**What the task asks**. Each record has to be returned exactly as it appears.

[Opening Record set section]

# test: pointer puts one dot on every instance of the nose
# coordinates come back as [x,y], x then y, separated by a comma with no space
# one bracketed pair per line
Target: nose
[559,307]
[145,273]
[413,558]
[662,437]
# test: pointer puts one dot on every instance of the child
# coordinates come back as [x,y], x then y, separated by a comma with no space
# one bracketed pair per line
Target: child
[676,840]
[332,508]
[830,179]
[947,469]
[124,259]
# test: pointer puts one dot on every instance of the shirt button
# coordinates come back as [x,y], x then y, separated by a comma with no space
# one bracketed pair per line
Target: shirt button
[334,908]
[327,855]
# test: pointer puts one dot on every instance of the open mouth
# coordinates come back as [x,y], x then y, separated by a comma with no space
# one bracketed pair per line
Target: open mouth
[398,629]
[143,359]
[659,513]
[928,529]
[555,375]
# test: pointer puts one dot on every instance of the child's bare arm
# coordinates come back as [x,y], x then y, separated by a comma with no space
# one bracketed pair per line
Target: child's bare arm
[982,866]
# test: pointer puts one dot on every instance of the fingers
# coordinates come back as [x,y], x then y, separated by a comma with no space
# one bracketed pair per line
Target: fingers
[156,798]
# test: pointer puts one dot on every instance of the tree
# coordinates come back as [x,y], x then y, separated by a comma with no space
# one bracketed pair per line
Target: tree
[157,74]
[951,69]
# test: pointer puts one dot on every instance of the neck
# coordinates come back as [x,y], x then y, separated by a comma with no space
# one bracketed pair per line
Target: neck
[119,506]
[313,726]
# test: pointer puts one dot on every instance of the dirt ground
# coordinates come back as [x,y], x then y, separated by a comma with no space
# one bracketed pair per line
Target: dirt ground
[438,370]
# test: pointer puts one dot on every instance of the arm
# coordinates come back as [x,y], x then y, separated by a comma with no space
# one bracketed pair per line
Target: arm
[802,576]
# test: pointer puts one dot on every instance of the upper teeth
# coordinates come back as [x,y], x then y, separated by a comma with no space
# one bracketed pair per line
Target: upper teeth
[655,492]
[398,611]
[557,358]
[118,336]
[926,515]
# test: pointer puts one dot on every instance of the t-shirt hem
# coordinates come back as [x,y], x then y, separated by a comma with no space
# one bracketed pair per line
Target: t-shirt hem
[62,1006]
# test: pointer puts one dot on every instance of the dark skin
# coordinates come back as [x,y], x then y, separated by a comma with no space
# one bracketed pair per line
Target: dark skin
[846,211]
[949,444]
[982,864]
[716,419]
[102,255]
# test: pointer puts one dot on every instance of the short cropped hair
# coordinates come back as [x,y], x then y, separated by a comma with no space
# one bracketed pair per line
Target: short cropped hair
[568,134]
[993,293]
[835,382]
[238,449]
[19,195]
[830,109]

[Closing Record set section]

**Reply**.
# test: pointer puts one dot on every instance of the nose
# coordinates come back as [x,y], x then y, separated by a comma with no space
# one bracketed pair per line
Target: nose
[559,307]
[145,273]
[413,558]
[662,437]
# test: pointer puts one dot on every instance of the child
# coordinates come back as [x,y], x then y, separated by a comma with no space
# one bracketed pair per line
Target: child
[676,840]
[332,508]
[830,179]
[947,469]
[124,259]
# test: pointer puts one dot on every instance of the shirt button
# coordinates come back as [x,y], x then y, separated by a comma with no space
# one bracketed pair per line
Target: shirt button
[334,908]
[327,855]
# test: pointer puts one dot on every instance of the open mouth
# coordinates come back as [x,y], x then y, separated by a comma with no space
# one bracketed pair per line
Target: open mouth
[398,629]
[143,359]
[659,513]
[928,529]
[555,375]
# test: pointer puts one dot on every instance of the child's bare arm
# coordinates come back as [x,y], x then y, separated by a comma with no space
# one bracketed pair per line
Target: child's bare arm
[982,866]
# test: pointer puts one dot on every instance of the fingers
# coordinates come back as [x,y], x then y, separated by a comma with no space
# one bracketed pair per line
Target: fingers
[156,798]
# test: pointer puts one dot on every instance of the tree
# coordinates come back as [x,y], x then y, separated by a comma with no space
# one bracketed pair per line
Target: tree
[157,74]
[951,69]
# test: pointer puts one dot on every instance of the neck
# coordinates come back as [x,y], x then y, separated by a comma with no space
# one bracketed pair per line
Target: neck
[119,506]
[313,726]
# test: pointer puts one dot on every instance of the dirt ground
# coordinates come back as [x,y], x then y, separated by a comma with no space
# one bracketed pair per line
Target: dirt ground
[438,370]
# test: pointer puts one dot on every instance of the arm
# coordinates come back as [x,y], x then y, separated by a comma with no space
# one bracketed pair per line
Target: arm
[802,576]
# test: pointer puts one dot on every instance of the upper teeth
# coordinates come back as [x,y], x then y, separated by a comma with no space
# one bracketed pair per line
Target: upper teeth
[655,492]
[398,611]
[557,358]
[118,336]
[926,515]
# test: pointer puts one dot on every instance of the t-shirt hem
# coordinates come back as [x,y], x then y, separated by a comma with no space
# one bracketed pair per line
Target: t-shirt hem
[62,1006]
# test: pointer puts one dot on every instance of the dark skin
# coordinates come back as [x,y], x then y, separated by a comma with no space
# one bracketed pair per line
Target: dark skin
[846,211]
[949,444]
[982,864]
[716,419]
[102,255]
# test: pointer puts one dot on every instance of the short cropped hair
# coordinates come back as [x,y], x then y, separated by a comma with no space
# one bracketed pair per line
Target: short cropped hair
[568,134]
[993,293]
[835,382]
[238,449]
[19,195]
[830,109]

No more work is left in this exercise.